» **Reading text**:
>> begin
Watchmen after Watchmen

Edited by Drew Morton
Foreword by Henry Jenkins
Afterword by Suzanne Scott
Hardcover : 9781496842169, 268 pages, 4 b&w illustrations; 2 tables, October 2022
Paperback : 9781496842176, 268 pages, 4 b&w illustrations; 2 tables, October 2022

The first scholarly exploration of three important Watchmen adaptations

Description

Contributions by Apryl Alexander, Alisia Grace Chase, Brian Faucette, Laura E. Felschow, Lindsay Hallam, Rusty Hatchell, Dru Jeffries, Henry Jenkins, Jeffrey SJ Kirchoff, Curtis Marez, James Denis McGlynn, Brandy Monk-Payton, Chamara Moore, Drew Morton, Mark C. E. Peterson, Jayson Quearry, Zachary J. A. Rondinelli, Suzanne Scott, David Stanley, Sarah Pawlak Stanley, Tracy Vozar, and Chris Yogerst

Alan Moore and Dave Gibbons’s Watchmen fundamentally altered the perception of American comic books and remains one of the medium’s greatest hits. Launched in 1986—“the year that changed comics” for most scholars in comics studies—Watchmen quickly assisted in cementing the legacy that comics were a serious form of literature no longer defined by the Comics Code era of funny animal and innocuous superhero books that appealed mainly to children.
>> end
» **Written request A**: Reproduce verbatim the stretch of the records from the line containing "Query: tall cypress tree" through the line containing "97], [132, 98]]".

» **Exercise materials**:
>> begin
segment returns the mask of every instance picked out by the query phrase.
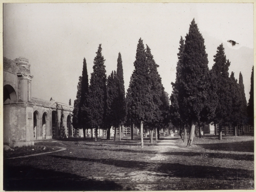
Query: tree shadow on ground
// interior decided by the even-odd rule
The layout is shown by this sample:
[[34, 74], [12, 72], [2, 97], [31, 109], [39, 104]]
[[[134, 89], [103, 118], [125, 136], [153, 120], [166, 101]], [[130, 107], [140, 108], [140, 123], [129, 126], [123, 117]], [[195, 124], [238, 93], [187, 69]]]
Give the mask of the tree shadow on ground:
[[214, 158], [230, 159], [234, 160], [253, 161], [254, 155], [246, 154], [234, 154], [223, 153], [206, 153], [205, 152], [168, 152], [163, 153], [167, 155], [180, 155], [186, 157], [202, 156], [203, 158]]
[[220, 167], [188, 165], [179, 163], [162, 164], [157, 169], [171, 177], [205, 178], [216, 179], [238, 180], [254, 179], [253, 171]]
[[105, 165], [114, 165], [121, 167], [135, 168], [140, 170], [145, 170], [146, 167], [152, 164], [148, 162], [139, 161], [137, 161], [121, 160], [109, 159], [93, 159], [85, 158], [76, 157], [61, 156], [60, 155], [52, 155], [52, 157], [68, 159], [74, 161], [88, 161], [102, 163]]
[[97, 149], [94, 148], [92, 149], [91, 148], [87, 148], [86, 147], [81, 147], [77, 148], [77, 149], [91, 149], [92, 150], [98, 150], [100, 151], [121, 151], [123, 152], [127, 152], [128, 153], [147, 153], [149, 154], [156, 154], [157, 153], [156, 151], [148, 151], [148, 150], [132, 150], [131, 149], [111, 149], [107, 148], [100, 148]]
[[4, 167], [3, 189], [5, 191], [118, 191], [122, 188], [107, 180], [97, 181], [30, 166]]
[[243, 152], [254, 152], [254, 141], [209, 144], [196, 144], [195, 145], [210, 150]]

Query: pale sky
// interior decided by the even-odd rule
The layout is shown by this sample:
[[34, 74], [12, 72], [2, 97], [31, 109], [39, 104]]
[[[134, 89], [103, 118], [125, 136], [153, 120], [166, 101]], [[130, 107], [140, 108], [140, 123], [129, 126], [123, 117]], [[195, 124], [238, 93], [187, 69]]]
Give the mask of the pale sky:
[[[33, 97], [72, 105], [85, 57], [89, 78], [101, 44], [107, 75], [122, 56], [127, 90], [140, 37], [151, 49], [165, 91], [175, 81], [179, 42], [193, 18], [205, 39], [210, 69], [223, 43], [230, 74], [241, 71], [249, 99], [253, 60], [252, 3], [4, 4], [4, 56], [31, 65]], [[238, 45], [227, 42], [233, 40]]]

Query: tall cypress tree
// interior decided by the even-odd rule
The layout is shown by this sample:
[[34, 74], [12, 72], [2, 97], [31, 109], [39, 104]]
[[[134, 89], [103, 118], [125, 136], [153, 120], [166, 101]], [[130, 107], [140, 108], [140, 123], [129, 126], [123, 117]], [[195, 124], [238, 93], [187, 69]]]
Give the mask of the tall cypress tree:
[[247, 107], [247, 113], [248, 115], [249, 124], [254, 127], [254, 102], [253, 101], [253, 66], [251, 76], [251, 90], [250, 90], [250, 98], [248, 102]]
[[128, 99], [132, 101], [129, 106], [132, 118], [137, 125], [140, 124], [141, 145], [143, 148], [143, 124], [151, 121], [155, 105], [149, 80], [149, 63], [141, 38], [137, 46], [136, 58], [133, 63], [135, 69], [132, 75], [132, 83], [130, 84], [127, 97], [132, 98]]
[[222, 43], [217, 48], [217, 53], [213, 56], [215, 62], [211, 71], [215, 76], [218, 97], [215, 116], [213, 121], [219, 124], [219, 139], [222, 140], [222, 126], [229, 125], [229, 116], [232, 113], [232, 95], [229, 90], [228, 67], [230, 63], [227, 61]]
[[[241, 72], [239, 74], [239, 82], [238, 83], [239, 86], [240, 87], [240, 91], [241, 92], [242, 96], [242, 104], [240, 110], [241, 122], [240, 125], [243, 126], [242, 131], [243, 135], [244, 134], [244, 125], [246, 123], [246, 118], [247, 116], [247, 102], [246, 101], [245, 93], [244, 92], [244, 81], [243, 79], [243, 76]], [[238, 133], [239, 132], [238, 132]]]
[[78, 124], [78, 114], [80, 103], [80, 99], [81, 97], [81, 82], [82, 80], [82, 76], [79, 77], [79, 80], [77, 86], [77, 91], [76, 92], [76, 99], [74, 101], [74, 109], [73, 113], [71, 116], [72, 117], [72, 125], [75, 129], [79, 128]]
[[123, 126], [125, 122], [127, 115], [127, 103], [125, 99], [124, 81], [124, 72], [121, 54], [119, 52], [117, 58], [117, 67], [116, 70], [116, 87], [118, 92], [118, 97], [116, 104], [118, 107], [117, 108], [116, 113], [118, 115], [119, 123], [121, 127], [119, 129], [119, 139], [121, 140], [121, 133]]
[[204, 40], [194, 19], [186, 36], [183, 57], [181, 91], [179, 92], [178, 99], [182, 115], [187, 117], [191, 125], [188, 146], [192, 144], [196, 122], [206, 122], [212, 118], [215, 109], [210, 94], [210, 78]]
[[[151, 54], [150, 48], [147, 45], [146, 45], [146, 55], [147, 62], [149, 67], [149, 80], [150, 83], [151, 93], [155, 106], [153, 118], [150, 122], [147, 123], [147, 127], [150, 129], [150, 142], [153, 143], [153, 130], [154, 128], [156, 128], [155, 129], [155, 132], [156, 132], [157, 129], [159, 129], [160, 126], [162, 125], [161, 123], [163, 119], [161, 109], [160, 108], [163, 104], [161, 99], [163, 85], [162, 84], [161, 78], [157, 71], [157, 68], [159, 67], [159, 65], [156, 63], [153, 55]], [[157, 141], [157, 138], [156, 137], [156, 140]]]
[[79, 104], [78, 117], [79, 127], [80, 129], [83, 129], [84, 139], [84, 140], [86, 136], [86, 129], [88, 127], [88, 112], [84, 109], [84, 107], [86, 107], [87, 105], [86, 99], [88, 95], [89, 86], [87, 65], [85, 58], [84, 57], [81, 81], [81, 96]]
>> end
» **Written request B**: Render this sentence from the book description in Spanish: "Alan Moore and Dave Gibbons’s Watchmen fundamentally altered the perception of American comic books and remains one of the medium’s greatest hits."

» **Task answer A**:
Query: tall cypress tree
// interior decided by the even-odd rule
The layout is shown by this sample:
[[34, 74], [12, 72], [2, 97], [31, 109], [39, 104]]
[[[134, 89], [103, 118], [125, 136], [153, 120], [166, 101]], [[130, 107], [140, 108], [140, 123], [129, 126], [123, 117]], [[195, 124], [238, 93], [187, 69]]]
Give the mask of the tall cypress tree:
[[247, 107], [247, 113], [248, 115], [249, 124], [254, 127], [254, 102], [253, 101], [253, 66], [251, 76], [251, 90], [250, 90], [250, 98], [248, 102]]
[[128, 99], [132, 101], [129, 106], [132, 118], [137, 125], [140, 124], [141, 145], [143, 148], [143, 124], [151, 121], [155, 105], [149, 80], [149, 63], [141, 38], [137, 46], [136, 58], [133, 63], [135, 69], [132, 75], [132, 83], [130, 84], [127, 97], [132, 98]]

» **Task answer B**: Watchmen, de Alan Moore y Dave Gibbons, alteró de manera fundamental la percepción de los cómics estadounidenses y sigue siendo uno de los mayores éxitos del medio.